** Begin **
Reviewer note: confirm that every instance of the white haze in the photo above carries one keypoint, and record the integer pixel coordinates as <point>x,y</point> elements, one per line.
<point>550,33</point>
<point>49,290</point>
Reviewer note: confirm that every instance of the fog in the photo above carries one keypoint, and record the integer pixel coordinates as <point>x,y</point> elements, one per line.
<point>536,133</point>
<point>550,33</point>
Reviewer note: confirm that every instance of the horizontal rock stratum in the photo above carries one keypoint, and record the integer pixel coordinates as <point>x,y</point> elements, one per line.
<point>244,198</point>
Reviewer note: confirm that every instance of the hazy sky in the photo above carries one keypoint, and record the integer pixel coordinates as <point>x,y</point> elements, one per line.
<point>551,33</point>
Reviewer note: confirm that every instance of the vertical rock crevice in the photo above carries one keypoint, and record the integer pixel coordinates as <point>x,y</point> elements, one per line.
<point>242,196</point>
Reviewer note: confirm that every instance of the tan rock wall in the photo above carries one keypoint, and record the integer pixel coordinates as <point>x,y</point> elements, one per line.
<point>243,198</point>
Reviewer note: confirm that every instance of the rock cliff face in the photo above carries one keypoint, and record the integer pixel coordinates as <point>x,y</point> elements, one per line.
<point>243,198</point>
** End **
• PROBLEM TO WORK ON:
Transcribe the records word for word, from the line containing "Reviewer note: confirm that every instance of the tan" through the end of the records.

• RESPONSE TO THIS EXERCISE:
Reviewer note: confirm that every instance of the tan rock wall in the photo above carries one keypoint, and record the integer pixel coordinates as <point>x,y</point> elements, one per line.
<point>243,198</point>
Reviewer note: confirm that every instance of the rock cliff face in the photo above carries one keypoint, and record the integer pixel coordinates as <point>x,y</point> elements, one per line.
<point>243,198</point>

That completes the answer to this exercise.